Rename "target" to "label" in the records, starting at their beginning and ending at the line that contains "xmin=106 ymin=25 xmax=112 ymax=48", and write out those lines with nothing else changed. Leave the pictures out of your answer.
===== Data provided
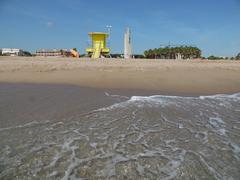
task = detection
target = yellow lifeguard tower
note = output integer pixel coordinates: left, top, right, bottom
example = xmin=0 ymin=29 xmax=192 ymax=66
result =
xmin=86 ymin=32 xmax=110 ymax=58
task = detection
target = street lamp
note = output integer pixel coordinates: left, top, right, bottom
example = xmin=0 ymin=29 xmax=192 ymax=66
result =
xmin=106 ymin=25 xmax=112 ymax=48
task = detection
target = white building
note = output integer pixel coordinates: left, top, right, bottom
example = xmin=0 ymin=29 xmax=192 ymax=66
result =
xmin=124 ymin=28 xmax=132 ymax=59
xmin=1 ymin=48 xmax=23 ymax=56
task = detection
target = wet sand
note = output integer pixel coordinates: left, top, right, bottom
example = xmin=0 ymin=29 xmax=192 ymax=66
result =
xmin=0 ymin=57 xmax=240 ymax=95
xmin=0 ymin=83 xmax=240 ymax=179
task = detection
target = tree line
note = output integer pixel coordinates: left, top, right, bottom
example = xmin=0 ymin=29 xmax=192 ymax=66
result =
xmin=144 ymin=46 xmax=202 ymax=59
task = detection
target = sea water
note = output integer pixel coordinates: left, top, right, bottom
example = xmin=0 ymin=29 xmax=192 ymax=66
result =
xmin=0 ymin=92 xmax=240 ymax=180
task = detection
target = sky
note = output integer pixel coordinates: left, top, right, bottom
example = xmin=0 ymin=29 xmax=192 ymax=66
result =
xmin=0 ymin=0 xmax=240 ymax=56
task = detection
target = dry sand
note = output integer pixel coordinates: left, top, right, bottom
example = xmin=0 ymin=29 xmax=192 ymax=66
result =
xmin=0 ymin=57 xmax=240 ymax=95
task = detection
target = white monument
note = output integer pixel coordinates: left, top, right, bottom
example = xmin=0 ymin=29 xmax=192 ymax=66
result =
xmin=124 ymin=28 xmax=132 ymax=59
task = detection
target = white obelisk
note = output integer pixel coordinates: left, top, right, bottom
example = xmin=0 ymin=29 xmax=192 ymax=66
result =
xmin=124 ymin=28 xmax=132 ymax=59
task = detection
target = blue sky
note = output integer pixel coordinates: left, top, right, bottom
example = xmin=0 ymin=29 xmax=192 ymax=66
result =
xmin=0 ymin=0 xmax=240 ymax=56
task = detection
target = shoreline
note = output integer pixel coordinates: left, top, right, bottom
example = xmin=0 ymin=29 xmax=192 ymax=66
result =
==========
> _The answer_
task = detection
label = yellow lifeguard tower
note = output integer pixel coordinates: left, top, right, bottom
example = xmin=0 ymin=29 xmax=192 ymax=66
result =
xmin=86 ymin=32 xmax=110 ymax=58
task = detection
label = street lamp
note = output integer pixel coordinates: left, top, right, bottom
example = xmin=0 ymin=29 xmax=192 ymax=66
result =
xmin=106 ymin=25 xmax=112 ymax=48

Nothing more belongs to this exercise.